> [Exercise aim]
Pick up the excerpt on zinc-responsive regulators in Brucella after its final line and continue it.

> [Extract provided]
════════════════

Fur family proteins typically require metal ions in order to bind to DNA and exert their transcriptional regulatory activities (30). To determine if Brucella Zur requires metal ions, EMSAs were performed with the chelator EDTA added to the binding reaction mixtures (Fig. 3B). The addition of EDTA abolished the binding of rZur to the znuA-znuC intergenic region DNA, indicating that metal ions are necessary for the binding of Brucella Zur to DNA. Importantly, the addition of excess Zn²⁺ to a binding reaction mixture containing EDTA was able to rescue rZur binding to the znuA-znuC intergenic region DNA, but the addition of other divalent metal cations, such as Fe²⁺, Mn²⁺, Mg²⁺, Ni²⁺, and Cu²⁺, was not capable of restoring interactions between rZur and the DNA. These data support the proposition that Zur is a Zn-responsive transcriptional repressor that directly regulates the expression of znuA and znuBC-zur in B. abortus 2308.

ZntR binds directly to the zntA promoter region to control gene expression.

════════════════

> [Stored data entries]
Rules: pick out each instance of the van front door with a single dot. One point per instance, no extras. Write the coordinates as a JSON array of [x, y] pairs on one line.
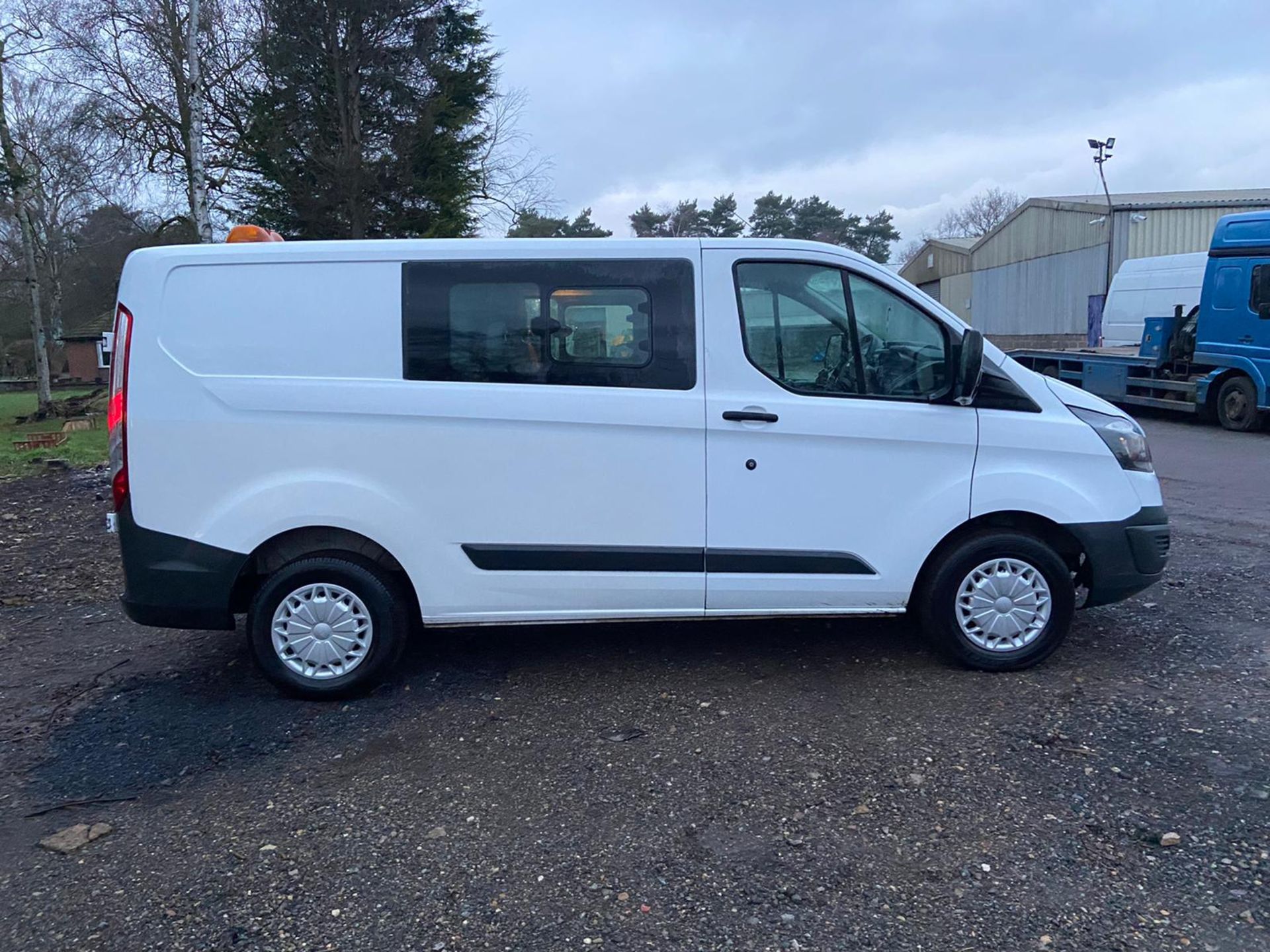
[[832, 471]]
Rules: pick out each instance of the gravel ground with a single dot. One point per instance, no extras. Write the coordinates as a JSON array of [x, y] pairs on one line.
[[752, 786]]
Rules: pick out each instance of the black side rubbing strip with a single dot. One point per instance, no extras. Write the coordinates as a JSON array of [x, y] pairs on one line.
[[779, 561], [585, 559], [629, 559]]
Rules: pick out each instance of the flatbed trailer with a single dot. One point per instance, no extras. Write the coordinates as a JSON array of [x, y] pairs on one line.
[[1122, 375], [1214, 361]]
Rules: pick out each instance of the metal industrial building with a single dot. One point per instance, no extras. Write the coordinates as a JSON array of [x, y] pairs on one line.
[[1040, 277]]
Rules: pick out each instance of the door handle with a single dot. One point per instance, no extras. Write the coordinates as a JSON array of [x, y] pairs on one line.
[[749, 416]]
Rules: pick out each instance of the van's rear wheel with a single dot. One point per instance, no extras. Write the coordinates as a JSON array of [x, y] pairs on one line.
[[999, 602], [328, 626]]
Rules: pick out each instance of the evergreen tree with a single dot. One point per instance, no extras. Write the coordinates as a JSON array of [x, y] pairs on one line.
[[773, 216], [648, 223], [816, 220], [367, 124], [722, 220], [530, 223], [689, 220]]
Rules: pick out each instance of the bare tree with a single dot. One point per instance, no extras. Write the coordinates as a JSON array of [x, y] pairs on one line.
[[71, 172], [980, 215], [165, 77], [194, 147], [23, 37], [511, 173], [906, 253]]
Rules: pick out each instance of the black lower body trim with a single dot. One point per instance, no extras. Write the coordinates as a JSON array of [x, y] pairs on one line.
[[171, 582], [635, 559], [1124, 556]]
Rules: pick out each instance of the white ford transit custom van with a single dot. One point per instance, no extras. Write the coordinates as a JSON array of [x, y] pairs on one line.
[[341, 440]]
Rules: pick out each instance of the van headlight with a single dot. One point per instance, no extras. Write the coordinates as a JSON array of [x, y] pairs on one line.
[[1124, 438]]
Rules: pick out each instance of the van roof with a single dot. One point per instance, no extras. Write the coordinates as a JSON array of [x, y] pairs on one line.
[[405, 249]]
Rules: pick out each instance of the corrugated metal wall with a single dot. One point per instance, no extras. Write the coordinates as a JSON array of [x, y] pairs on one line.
[[1170, 231], [1040, 231], [1040, 296], [947, 262], [955, 295]]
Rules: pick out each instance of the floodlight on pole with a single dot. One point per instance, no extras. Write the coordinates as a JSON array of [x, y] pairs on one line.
[[1103, 155]]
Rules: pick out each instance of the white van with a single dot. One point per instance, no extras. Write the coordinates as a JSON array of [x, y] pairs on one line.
[[1150, 287], [343, 440]]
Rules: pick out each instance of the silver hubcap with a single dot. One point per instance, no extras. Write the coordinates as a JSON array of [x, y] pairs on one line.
[[321, 631], [1003, 604]]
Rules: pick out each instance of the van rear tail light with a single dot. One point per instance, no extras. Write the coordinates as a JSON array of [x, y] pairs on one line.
[[117, 408]]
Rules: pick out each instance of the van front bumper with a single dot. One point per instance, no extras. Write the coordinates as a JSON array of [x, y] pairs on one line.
[[175, 583], [1124, 556]]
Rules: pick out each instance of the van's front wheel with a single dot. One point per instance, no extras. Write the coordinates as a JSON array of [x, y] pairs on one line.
[[327, 627], [999, 602]]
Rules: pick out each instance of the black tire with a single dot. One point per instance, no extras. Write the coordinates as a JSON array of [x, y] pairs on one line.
[[937, 601], [386, 606], [1238, 405]]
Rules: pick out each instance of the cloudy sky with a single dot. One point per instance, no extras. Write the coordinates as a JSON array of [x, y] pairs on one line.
[[906, 106]]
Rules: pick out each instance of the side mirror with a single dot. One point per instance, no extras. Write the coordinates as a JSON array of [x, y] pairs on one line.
[[969, 368]]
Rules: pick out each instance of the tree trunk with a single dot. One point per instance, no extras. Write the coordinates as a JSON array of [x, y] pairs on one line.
[[19, 188], [197, 172]]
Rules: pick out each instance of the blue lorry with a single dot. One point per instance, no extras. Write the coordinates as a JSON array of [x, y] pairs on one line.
[[1214, 361]]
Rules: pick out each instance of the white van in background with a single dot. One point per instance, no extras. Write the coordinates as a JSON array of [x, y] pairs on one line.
[[1150, 287], [343, 438]]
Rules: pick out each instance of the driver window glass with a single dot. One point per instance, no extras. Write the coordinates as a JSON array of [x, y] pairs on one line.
[[794, 319], [905, 350]]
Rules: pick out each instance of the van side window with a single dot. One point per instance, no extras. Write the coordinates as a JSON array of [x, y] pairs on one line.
[[816, 329], [905, 349], [601, 327], [587, 323], [798, 327]]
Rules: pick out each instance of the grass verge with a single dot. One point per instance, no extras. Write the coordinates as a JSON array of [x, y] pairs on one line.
[[81, 447]]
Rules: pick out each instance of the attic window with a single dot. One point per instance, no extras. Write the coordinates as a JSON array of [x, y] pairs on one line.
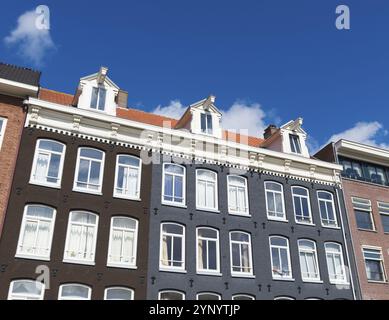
[[206, 123], [98, 98], [295, 146]]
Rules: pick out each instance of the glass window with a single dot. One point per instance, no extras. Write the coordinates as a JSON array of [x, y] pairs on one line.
[[123, 242], [208, 296], [36, 232], [237, 195], [374, 264], [118, 293], [127, 177], [173, 184], [280, 257], [171, 295], [98, 98], [81, 237], [26, 290], [48, 163], [308, 260], [363, 213], [89, 170], [301, 205], [74, 292], [208, 259], [172, 246], [275, 201], [327, 209], [241, 254], [335, 263], [206, 187], [383, 209]]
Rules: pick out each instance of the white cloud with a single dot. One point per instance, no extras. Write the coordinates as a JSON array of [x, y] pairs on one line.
[[363, 132], [241, 117], [32, 43]]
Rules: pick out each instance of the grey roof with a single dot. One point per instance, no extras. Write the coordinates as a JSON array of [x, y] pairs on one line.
[[19, 74]]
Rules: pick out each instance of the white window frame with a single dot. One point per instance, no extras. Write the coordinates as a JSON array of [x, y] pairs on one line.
[[209, 293], [335, 226], [13, 296], [123, 265], [60, 169], [102, 161], [174, 203], [251, 262], [307, 197], [343, 267], [283, 219], [121, 195], [171, 291], [172, 268], [232, 211], [67, 258], [73, 284], [19, 253], [208, 271], [281, 277], [315, 257], [2, 130], [119, 288]]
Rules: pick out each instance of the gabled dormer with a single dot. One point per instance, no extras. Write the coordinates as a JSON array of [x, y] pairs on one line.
[[97, 92], [202, 117]]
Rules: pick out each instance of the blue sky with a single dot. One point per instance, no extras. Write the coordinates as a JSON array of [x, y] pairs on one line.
[[265, 60]]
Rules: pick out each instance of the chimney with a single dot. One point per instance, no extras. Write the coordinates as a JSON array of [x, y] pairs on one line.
[[269, 131]]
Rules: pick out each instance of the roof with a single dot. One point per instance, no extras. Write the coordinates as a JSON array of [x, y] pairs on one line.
[[145, 117], [20, 74]]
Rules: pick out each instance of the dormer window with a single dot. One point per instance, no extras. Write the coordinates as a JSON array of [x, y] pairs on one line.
[[98, 98], [206, 123], [295, 146]]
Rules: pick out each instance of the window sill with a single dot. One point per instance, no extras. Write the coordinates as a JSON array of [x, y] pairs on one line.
[[31, 257]]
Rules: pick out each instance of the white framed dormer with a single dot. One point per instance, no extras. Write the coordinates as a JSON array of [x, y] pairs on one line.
[[98, 93]]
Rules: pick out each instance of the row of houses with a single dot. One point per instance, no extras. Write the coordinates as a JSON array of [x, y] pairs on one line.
[[101, 201]]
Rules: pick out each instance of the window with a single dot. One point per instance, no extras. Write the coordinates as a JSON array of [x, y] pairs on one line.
[[171, 295], [275, 201], [74, 292], [327, 209], [123, 242], [48, 163], [127, 177], [3, 124], [98, 98], [206, 185], [335, 263], [206, 123], [237, 195], [241, 255], [242, 297], [172, 247], [26, 290], [374, 264], [89, 170], [208, 257], [280, 258], [118, 293], [362, 209], [383, 209], [308, 260], [208, 296], [173, 184], [36, 232], [81, 237], [295, 146]]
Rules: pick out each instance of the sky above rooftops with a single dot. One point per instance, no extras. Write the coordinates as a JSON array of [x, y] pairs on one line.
[[266, 61]]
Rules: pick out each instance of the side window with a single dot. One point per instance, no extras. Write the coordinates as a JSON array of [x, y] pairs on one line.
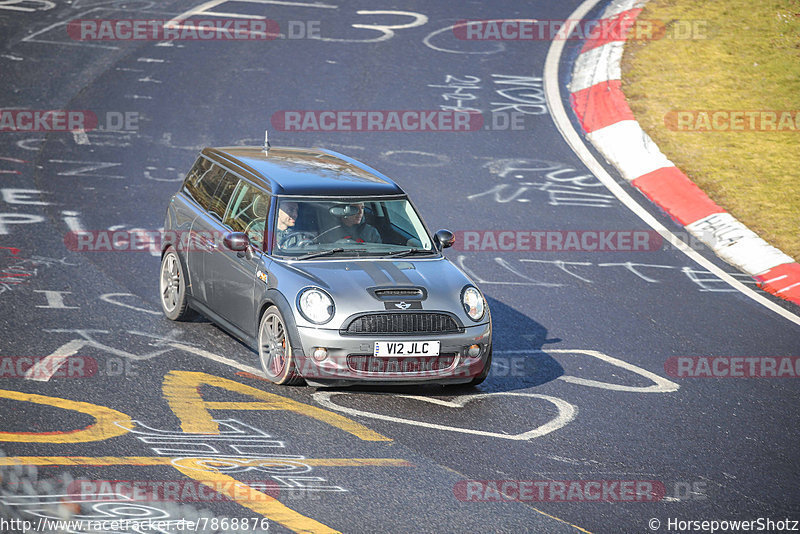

════════════════

> [Your response]
The putative ZntR protein encoded by bab1_2018 in B. abortus 2308 is a MerR family transcriptional regulator. These proteins usually function as transcriptional activators by binding to and bending DNA to expose a functional promoter (29, 31). Given the link between ZntR and zntA expression in Brucella (Fig. 1C and 2), it was hypothesized that ZntR binds to the zntA promoter region, and to test this hypothesis the Brucella ZntR protein was produced in E. coli and purified by affinity chromatography. The purified recombinant ZntR (rZntR) was then used in EMSAs with radiolabeled zntA promoter DNA, and as expected, rZntR bound with high affinity to the zntA promoter region DNA (Fig. 4A). Importantly, the addition of excess unlabeled zntA promoter DNA inhibited binding between rZntR and the labeled zntA DNA, and, moreover, inclusion of excess cueO promoter region DNA did not affect binding of rZntR to the zntA promoter. Additional negative controls were also included (Fig. 4B), and here it was shown that rZntR does not interact with DNA corresponding to the znuA-znuC intergenic region or the promoter of virB.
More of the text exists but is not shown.